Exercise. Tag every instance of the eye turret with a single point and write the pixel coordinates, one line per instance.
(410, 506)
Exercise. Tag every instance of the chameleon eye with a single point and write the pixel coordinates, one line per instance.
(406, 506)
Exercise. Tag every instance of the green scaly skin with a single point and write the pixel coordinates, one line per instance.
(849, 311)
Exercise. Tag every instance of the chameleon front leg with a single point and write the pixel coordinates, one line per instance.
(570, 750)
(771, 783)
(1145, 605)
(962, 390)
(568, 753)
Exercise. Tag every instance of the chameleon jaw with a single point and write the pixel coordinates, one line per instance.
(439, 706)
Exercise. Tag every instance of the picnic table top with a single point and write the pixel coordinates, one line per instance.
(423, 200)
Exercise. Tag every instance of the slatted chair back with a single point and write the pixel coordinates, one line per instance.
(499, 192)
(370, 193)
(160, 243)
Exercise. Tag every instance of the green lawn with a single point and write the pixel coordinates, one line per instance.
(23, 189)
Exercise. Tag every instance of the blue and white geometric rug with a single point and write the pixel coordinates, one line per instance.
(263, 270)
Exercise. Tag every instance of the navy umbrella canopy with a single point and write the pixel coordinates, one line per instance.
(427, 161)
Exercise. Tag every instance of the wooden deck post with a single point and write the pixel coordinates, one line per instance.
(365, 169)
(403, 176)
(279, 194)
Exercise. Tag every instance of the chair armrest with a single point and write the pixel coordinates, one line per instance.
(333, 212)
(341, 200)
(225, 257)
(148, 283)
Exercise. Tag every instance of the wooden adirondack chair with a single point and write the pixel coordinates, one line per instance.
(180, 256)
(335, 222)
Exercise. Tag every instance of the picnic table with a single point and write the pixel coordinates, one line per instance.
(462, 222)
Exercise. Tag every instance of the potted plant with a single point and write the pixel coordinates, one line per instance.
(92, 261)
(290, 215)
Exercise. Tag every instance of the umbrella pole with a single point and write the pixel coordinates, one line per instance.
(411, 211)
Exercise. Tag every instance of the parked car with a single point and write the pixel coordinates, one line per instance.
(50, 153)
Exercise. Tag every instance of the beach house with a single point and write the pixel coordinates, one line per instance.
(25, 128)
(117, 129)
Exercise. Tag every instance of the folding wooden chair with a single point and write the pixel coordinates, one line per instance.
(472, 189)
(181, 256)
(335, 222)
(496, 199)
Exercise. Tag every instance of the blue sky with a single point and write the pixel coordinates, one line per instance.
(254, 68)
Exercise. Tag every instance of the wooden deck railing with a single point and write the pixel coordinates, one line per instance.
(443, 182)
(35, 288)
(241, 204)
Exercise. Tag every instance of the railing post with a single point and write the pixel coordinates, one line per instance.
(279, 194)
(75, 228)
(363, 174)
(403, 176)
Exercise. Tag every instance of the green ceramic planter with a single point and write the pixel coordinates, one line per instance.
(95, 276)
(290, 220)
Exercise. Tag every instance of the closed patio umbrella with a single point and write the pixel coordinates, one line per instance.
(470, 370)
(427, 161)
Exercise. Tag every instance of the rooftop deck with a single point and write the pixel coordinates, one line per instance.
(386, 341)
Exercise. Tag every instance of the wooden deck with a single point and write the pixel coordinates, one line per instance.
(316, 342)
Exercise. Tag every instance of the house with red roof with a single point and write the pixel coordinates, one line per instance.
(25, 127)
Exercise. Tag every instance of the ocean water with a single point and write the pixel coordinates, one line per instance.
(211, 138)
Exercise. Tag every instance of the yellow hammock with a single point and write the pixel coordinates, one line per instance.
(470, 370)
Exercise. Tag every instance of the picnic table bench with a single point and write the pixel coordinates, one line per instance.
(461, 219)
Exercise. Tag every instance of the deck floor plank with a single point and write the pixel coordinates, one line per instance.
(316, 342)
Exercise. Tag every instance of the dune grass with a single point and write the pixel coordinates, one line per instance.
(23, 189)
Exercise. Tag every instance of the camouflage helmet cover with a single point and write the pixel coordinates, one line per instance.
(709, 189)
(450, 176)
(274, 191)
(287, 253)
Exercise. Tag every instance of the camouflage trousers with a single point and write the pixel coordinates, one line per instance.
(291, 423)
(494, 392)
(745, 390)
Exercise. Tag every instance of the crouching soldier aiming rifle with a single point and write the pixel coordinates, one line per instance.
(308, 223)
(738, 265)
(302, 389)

----------

* [TASK DETAILS]: Rewrite all of the records above, swapping each "Tag" for "Mark" and leaving every other word and number the same.

* [RESULT]:
Exercise. Mark every instance of the eye turret with a single point and write the pixel coordinates, one line per instance.
(410, 506)
Exercise. Mark every instance of the chameleon eye with a single point and write the pixel coordinates, one line per instance.
(406, 506)
Exercise. Mark every instance of the green scaly skin with a single point and write the pixel coordinates, one line per instance.
(849, 311)
Exercise. Mark every instance of the chameleon front leg with a single point and write the pixel coordinates, one line per instance.
(570, 750)
(771, 783)
(1145, 605)
(962, 390)
(568, 753)
Exercise. Mark every instance of the chameleon jaw with a single point and write the pixel coordinates, one line per instance.
(439, 706)
Exercise. Mark every instance of the picnic table top with a single point and write the pixel coordinates, one line per instance.
(423, 200)
Exercise. Mark every instance of the slatted chair back with a single point and write the pixel coordinates, one line per instance.
(499, 192)
(370, 193)
(160, 243)
Exercise. Mark every instance of the green lawn with a single point and write the pixel coordinates, one line per instance.
(23, 189)
Exercise. Mark every instance of the blue and white geometric rug with a single point and write the pixel coordinates, one line per instance.
(263, 270)
Exercise. Mark every instance of the navy umbrella canopy with a single point and write the pixel coordinates, one line per instance.
(427, 161)
Exercise. Mark every instance of the wooden deck post with a single point and write the pixel coordinates, one line per instance.
(365, 169)
(403, 176)
(279, 194)
Exercise. Mark every instance of the chair armrest with a single point and write the pixel coordinates, one line per instance.
(333, 212)
(341, 200)
(225, 257)
(148, 283)
Exercise. Mark every instance of the wooden adirondack chair with a single point and write the pixel coordinates, one line per instance.
(180, 256)
(335, 222)
Exercise. Mark every instance of the picnic table with a single point and write the pixel coordinates, one line per instance.
(462, 222)
Exercise. Mark every instance of the potted plant with a single point and write the pixel coordinates, one line per instance.
(92, 261)
(290, 215)
Exercise. Mark every instance of the umbrella pole with a single point and write the pixel coordinates, one line per instance.
(411, 211)
Exercise. Mark every instance of the parked car with a single point and write the pixel coordinates, one line per instance.
(50, 153)
Exercise. Mark every instance of the beach house with a single point and write the pixel coordinates, one line per instance.
(25, 128)
(117, 129)
Exercise. Mark every instance of the folding wooden chair with a single point and write the pixel coordinates, one line per instance.
(472, 189)
(181, 256)
(335, 222)
(496, 199)
Exercise. Mark every instance of the blue sky with a single point and write the pixel coordinates, one line per instance.
(254, 68)
Exercise. Mark every instance of the wooden deck railing with a single point and write the pixel coordinates, one line per instance.
(443, 182)
(35, 288)
(241, 204)
Exercise. Mark every instance of the railing post with a single point and write the pixel coordinates, one line per instance.
(279, 194)
(75, 228)
(363, 174)
(403, 176)
Exercise. Mark every instance of the green ceramic planter with a single point and write the pixel coordinates, one line per instance.
(95, 276)
(290, 220)
Exercise. Mark every instance of the closed patio umbrella with a single point and write the pixel coordinates, one line per instance.
(470, 370)
(427, 161)
Exercise. Mark every instance of the rooftop deck with a single point and write the pixel coordinates, one line per instance.
(386, 341)
Exercise. Mark every instance of the wooden deck with a single point and write the pixel coordinates, one line per instance.
(316, 342)
Exercise. Mark every instance of the house with red roof with a single point and write the pixel coordinates, one line per instance.
(25, 127)
Exercise. Mark every instance of the ocean water with a single point and write the pixel coordinates, one line per instance.
(211, 138)
Exercise. Mark every instance of the yellow hammock with a single point and write the pixel coordinates, one line per instance.
(470, 370)
Exercise. Mark every instance of the picnic table bench with a single point and write the pixel coordinates, one line per instance.
(461, 219)
Exercise. Mark every instance of the deck floor plank with a single point and write the pixel coordinates, one line per instance.
(316, 342)
Exercise. Mark every instance of the dune grass with a single point and write the pixel coordinates, one line per instance.
(23, 189)
Exercise. Mark every instance of the camouflage helmet cover with a single point and write the pixel coordinates, one line per instance.
(709, 189)
(450, 176)
(274, 191)
(287, 253)
Exercise. Mark every instance of the camouflage trousers with a single point and write the pixel coordinates, one line per instance.
(291, 423)
(494, 392)
(745, 390)
Exercise. Mark every instance of the crouching soldier aiming rifle with a single point and write the pixel coordinates, one line per instance.
(308, 223)
(738, 265)
(302, 389)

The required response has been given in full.